_Source document:_
◆ ◆ ◆ ◆ ◆

Modifying these provisions would be complex and burdensome for businesses that already took advantage of carryback options under the CARES Act, a concern raised by the nonpartisan Maryland Office of Policy Analysis, which noted that the Comptroller’s office is already processing returns relying on provisions this legislation would retroactively rescind. If, moreover, Maryland taxpayers lose these carryback losses, there is uncertainty about whether they can still claim them as carryforward losses in the future (ordinary treatment) or if they lose the ability to claim these loss deductions altogether. The additional cost and uncertainty that these bills would place on Maryland businesses risk putting them at a significant competitive disadvantage compared to businesses in states that conform to the CARES Act.

Another reprise from last session is a bill to implement a corporate income throwback rule. The purpose of a throwback rule is to achieve 100 percent taxability of corporate income by taxing what is called “nowhere income.” To that end, Maryland would tax corporate income generated by sales made in destination states (outside Maryland) that lack the jurisdiction (defined by economic nexus standards) to tax that corporate income.

◆ ◆ ◆ ◆ ◆

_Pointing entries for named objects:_
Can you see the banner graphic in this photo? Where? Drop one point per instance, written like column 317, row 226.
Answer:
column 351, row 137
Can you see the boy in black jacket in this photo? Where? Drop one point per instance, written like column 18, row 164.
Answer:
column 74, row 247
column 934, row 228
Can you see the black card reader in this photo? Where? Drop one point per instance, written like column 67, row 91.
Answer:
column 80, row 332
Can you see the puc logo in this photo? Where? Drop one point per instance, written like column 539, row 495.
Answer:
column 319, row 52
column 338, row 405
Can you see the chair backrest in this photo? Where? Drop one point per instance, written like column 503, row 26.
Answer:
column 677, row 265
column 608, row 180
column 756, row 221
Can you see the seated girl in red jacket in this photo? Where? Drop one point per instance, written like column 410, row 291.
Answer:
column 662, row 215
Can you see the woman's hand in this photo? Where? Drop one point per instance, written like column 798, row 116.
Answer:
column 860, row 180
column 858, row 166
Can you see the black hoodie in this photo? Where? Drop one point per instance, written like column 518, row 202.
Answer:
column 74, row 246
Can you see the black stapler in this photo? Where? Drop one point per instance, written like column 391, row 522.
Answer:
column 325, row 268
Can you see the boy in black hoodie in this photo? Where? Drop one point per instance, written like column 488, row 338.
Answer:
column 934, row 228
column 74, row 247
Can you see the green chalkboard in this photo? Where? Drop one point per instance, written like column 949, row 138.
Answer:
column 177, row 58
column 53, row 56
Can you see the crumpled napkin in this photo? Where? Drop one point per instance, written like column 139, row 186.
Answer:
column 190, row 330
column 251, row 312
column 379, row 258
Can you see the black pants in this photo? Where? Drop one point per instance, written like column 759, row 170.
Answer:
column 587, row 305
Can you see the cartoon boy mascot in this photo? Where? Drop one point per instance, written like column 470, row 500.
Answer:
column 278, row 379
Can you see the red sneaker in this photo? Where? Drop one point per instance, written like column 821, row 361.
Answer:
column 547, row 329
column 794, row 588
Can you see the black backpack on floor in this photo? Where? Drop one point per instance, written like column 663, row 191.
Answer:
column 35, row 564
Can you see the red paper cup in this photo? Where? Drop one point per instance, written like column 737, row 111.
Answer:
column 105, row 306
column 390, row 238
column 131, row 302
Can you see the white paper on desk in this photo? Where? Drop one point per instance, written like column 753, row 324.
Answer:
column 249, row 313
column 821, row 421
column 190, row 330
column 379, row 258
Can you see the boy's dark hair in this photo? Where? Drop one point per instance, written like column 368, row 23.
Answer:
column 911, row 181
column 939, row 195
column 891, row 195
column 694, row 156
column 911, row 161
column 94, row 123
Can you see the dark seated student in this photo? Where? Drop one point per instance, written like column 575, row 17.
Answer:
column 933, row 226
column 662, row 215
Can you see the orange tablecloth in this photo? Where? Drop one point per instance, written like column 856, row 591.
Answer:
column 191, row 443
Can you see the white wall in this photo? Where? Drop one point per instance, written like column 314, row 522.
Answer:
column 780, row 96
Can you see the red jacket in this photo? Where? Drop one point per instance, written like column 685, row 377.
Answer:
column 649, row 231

◆ ◆ ◆ ◆ ◆

_Directions:_
(1) Condense the paragraph of the Maryland tax text that begins "Modifying these provisions" into a short bulleted list that keeps its main facts.
(2) According to the Maryland tax text, what kind of income is a throwback rule meant to tax?
(3) Extend the Maryland tax text by writing what would come after its last sentence.
The entries above are separate material, unrelated to the Maryland tax text.

_Written responses:_
(1)
- Changing these provisions would be complex and burdensome for businesses that already used carryback options under the CARES Act.
- The nonpartisan Maryland Office of Policy Analysis raised this concern and noted that the Comptroller's office is already processing returns that rely on provisions the legislation would retroactively rescind.
- If taxpayers lose these carryback losses, it is uncertain whether they could still claim them later as carryforward losses or would lose the deductions altogether.
- The added cost and uncertainty could put Maryland businesses at a significant competitive disadvantage against businesses in states that conform to the CARES Act.

(2) It is meant to tax what is called "nowhere income."

(3)
However, rather than increasing corporate income tax revenue by imposing a new tax on sales made outside Maryland, throwback rules actually result in complex, nonneutral, uncompetitive taxation. Researchers find that throwback rules drive business activity out of states because it yields high—sometimes astronomically high—in-state tax burdens. Indeed, throwback rules have such an effect on business activity that multiple studies have found that their adoption drives out enough business activity to offset the tax revenue gains that would otherwise be anticipated from taxing additional business income. Thus, over the long run, throwback rule states generate no new tax revenue but do generate economic losses due to the reconfiguration of business activity.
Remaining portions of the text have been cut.